Dans notre histoire littéraire, André Gide (1869-1951) demeurera comme le corefondateur de la NRF, en 1909, et l'éminence grise, jusqu'à sa mort, des Éditions Gallimard, qu'il a également cofondées, avec Gaston Gallimard et quelques amis. Toute son œuvre y est aujourd'hui rassemblée, à quelques bricoles près. Ce qui n'était pas le cas de son vivant.
Car si Gide a largement publié ses textes « à la maison », aux Éditions de la NRF puis chez Gallimard, cet amateur d'éditions originales, de plaquettes, de tirages minuscules et confidentiels, de beaux et grands papiers, a également diversifié sa production chez un grand nombre d'éditeurs, comme au Mercure de France, ou encore, à partir de 1945, chez le suisse Ides et Calendes, sis à Neuchâtel, maison dont Richard Heyd, devenu son ami dans les années 1930, était le directeur littéraire. Parce que les conditions d'édition étaient meilleures en Suisse que dans la France occupée puis exsangue après la guerre, et peut-être aussi afin de marquer son indépendance en tant qu'auteur.
C'est Heyd qui, par admiration et ferveur, va solliciter de Gide un certain nombre de textes, les publier, de 1945 à 1951, dans de belles éditions, à un rythme soutenu, dans des conditions souvent acrobatiques, et à perte. Et déclencher, juste après la mort de l'écrivain, en 1951, une polémique, en donnant à l'inédit Et nunc manet in te - écrit intime sur le mariage de Gide et ses relations avec son épouse Madeleine (décédée en 1938) - une large diffusion. Était-ce là la volonté de l'auteur, ou le désir de l'éditeur de se refaire ? Le compte de Gide chez Ides et Calendes était largement déficitaire, y compris les ventes des huit volumes de son Théâtre complet, la seule édition à ce jour de cette part importante de son travail. Toujours est-il qu'il y eut polémique publique et que, par voie de presse, le « Comité Gide », chargé par lui de veiller après sa mort sur son œuvre aux côtés de sa fille Catherine, protesta contre cette entreprise mercantile et la divulgation trop large d'un texte jugé scandaleux. Les très prudents Roger Martin du Gard et Jean Schlumberger furent les plus virulents contre Richard Heyd qui, proche de la famille, ne s'en remit jamais vraiment.
════════════════
## Objet de la tâche
Recopiez à l'identique, dans l'extrait sur André Gide, tout ce qui va de « Car si Gide » jusqu'à « en tant qu'auteur. ».

## Données fournies
════════════════
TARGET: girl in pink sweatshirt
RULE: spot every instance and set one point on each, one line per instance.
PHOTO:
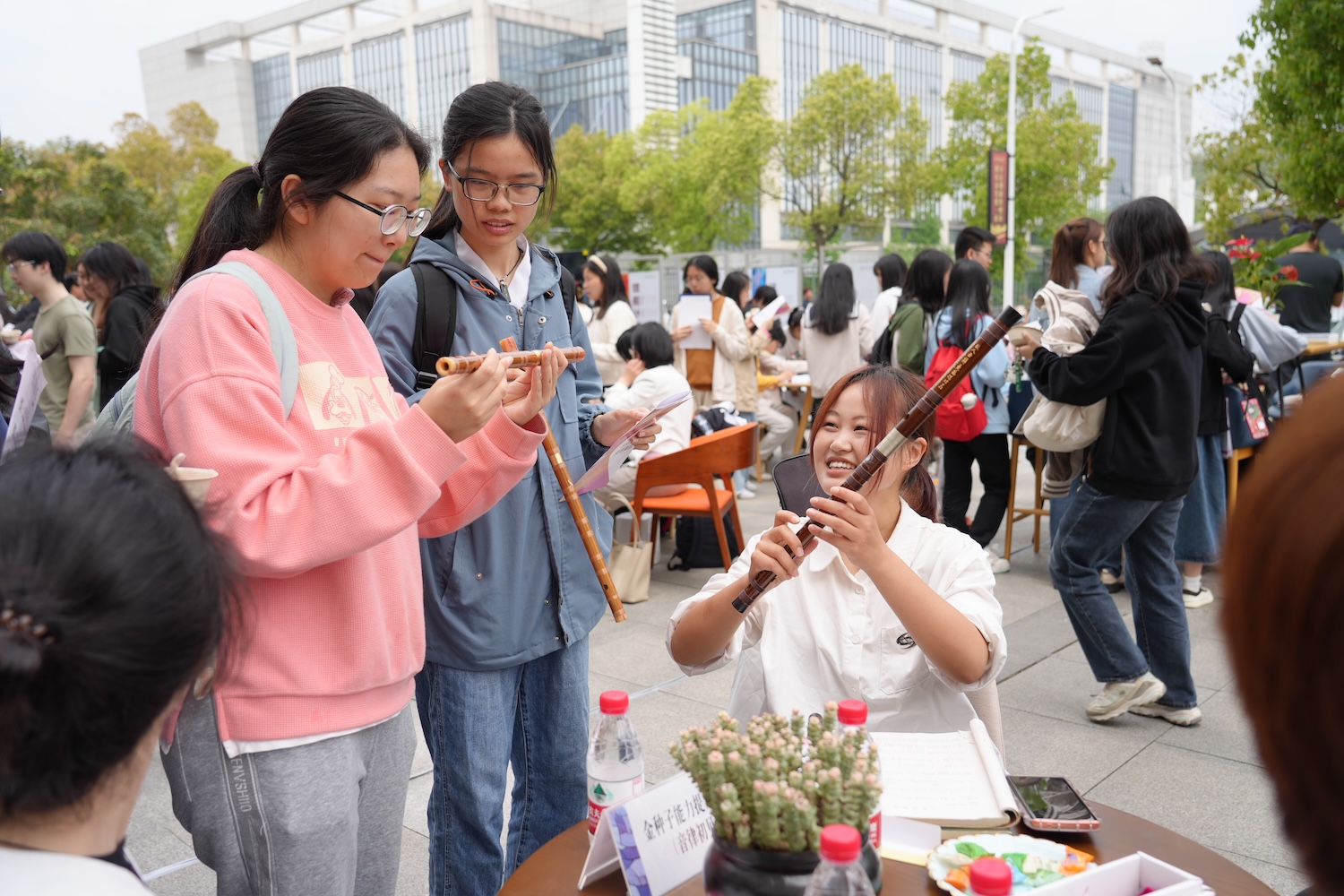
(290, 770)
════════════════
## Réponse attendue
Car si Gide a largement publié ses textes « à la maison », aux Éditions de la NRF puis chez Gallimard, cet amateur d'éditions originales, de plaquettes, de tirages minuscules et confidentiels, de beaux et grands papiers, a également diversifié sa production chez un grand nombre d'éditeurs, comme au Mercure de France, ou encore, à partir de 1945, chez le suisse Ides et Calendes, sis à Neuchâtel, maison dont Richard Heyd, devenu son ami dans les années 1930, était le directeur littéraire. Parce que les conditions d'édition étaient meilleures en Suisse que dans la France occupée puis exsangue après la guerre, et peut-être aussi afin de marquer son indépendance en tant qu'auteur.